__TEXT DER SEITE__.
+-------+
Die Aktivisten von Mare Libero wollen dem Recht mit ihren Aktionen zur Durchsetzung verhelfen. „Der Staat müsste die Anlagenbetreiber mit Bußgeldern belegen“, fordert Stefano Salvetti. Er sitzt jetzt auf einer kleinen Mauer an der Piazza Paradiso in Marina di Carrara, nördliche Toskana. Salvetti will zum Interview lieber nicht in die Bar der Strandanlage gehen. „Die sind gefährlich“, behauptet er.

15 Milliarden Umsatz mit Strandliegen

Rechts abgezäunte Badeanlagen, auch links Badeanlagen, so weit das Auge reicht. Aber für Ende August nur wenige Besucher. Dazwischen, in einem 20 Meter breiten Streifen, drängeln sich die Badegäste auf der „spiaggia libera“, dem frei benutzbaren Küstenstreifen. In Ligurien (wegen der Felsküste) und in der Emilia-Romagna mit Badehochburgen wie Rimini sind rund 70 Prozent der Strände per Lizenz vergeben, in der Toskana sind es 52 Prozent. Hier, am freien Strand, haben sich junge Familien, Ausländer, Jugendliche, eher weniger Wohlhabende niedergelassen. Liegen und Schirme muss man hier selbst mitbringen, es gibt ein WC. „Der Strand ist ein öffentliches Gut, er gehört allen, aber nicht alle können sich den Besuch eines Strandbads leisten“, sagt Salvetti.
+-------+
__DATEN__.

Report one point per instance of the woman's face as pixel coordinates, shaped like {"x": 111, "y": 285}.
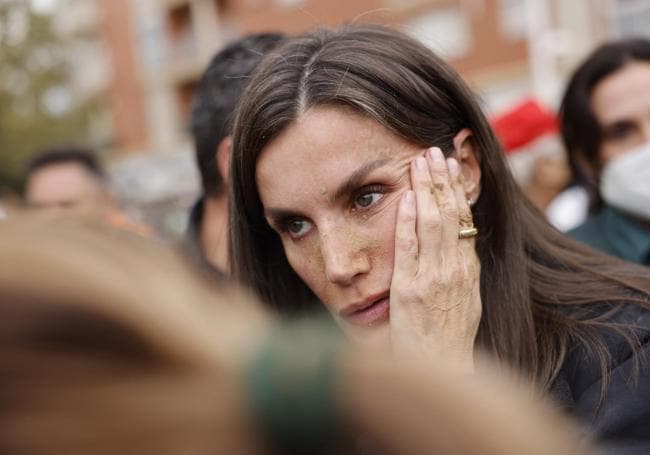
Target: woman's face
+-------+
__ZU ERLEDIGENDE AUFGABE__.
Schreibe den Text über die Strandbäder und freien Strände in Italien im Anschluss an seinen letzten Satz weiter.

__ERGEBNIS__.
150 bis 200 Euro Tagesmiete kosten ein Sonnenschirm und zwei Liegen in der exklusiven Bucht von Paraggi bei Portofino. 40 Euro verlangt der „Paradise Beach“ hier nebenan in Marina di Carrara, Parkplatz inklusive. Wer zum Mittagessen im Restaurant bleibt, bekommt noch zehn Euro Rabatt. Die 7244 Strandbäder in Italien machen ein Milliardengeschäft, insgesamt setzt die Branche rund 15 Milliarden Euro um. Die Lizenznehmer besitzen häufig mehrere Lizenzen. Sie zahlen aber nur einen Bruchteil für die Genehmigungen, die oft von Generation zu Generation und zu Spottpreisen weitergegeben wurden. Gerade einmal 115 Millionen Euro streicht der Staat für die Genehmigungen ein.

Kritiker der Strandanlagen-Betreiber sprechen von einer mächtigen Lobby, die da am Werke sei. „In jeder Badeanlage arbeitet mindestens eine Familie, dazu die Angestellten und Stammgäste. Dieses Gemisch hat Einfluss bei Wahlen“, behauptet Stefano Patuanelli, Parlamentarier der Fünf-Sterne-Bewegung. „Die Branche übt vor allem auf lokaler Ebene viel Druck aus, es gibt da ein undurchsichtiges Geflecht von Wirtschaft und Politik“, meint Stefano Salvetti.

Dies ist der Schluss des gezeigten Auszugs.